**GIVEN REQUEST:**
Reproduce every one of the lines below, requests included, and increase each coordinate in the answer outlines by 145.

━━ EXTRACTED DATA

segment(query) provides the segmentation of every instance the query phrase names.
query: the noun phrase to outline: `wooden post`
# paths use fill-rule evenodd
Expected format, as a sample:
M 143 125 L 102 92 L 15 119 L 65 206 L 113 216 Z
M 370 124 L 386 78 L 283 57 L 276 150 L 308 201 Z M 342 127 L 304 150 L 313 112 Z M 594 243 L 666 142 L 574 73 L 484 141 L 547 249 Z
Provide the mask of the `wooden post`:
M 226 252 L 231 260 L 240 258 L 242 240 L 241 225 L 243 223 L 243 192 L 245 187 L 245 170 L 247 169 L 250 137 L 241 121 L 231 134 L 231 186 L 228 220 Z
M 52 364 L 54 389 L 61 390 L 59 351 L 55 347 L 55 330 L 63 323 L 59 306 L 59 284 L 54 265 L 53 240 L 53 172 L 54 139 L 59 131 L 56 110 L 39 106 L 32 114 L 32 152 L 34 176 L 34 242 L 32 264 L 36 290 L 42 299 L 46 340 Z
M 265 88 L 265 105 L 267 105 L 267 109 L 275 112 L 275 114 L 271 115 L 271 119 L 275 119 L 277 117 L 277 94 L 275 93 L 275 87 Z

━━━━

**THE RESULT:**
segment(query) provides the segmentation of every instance the query phrase names.
query: the noun phrase to outline: `wooden post`
# paths use fill-rule evenodd
Expected format, as a sample:
M 143 125 L 102 92 L 15 119 L 65 206 L 113 216 Z
M 370 124 L 386 78 L 283 57 L 276 150 L 308 201 Z M 342 127 L 304 150 L 313 112 Z M 594 243 L 666 142 L 574 73 L 484 141 L 547 249 Z
Provide the mask of the `wooden post`:
M 371 397 L 376 405 L 385 403 L 387 385 L 386 370 L 388 368 L 388 337 L 390 332 L 390 315 L 392 314 L 395 282 L 386 266 L 376 279 L 376 331 L 373 365 Z
M 197 509 L 199 534 L 206 535 L 204 496 L 200 492 L 200 475 L 208 468 L 204 451 L 204 429 L 199 410 L 198 385 L 198 317 L 199 284 L 204 276 L 201 255 L 184 251 L 177 259 L 177 297 L 179 321 L 179 387 L 177 409 L 181 435 L 187 444 L 191 485 Z
M 410 233 L 410 250 L 412 250 L 412 254 L 420 257 L 420 259 L 416 260 L 416 264 L 420 264 L 422 262 L 422 239 L 420 238 L 420 232 Z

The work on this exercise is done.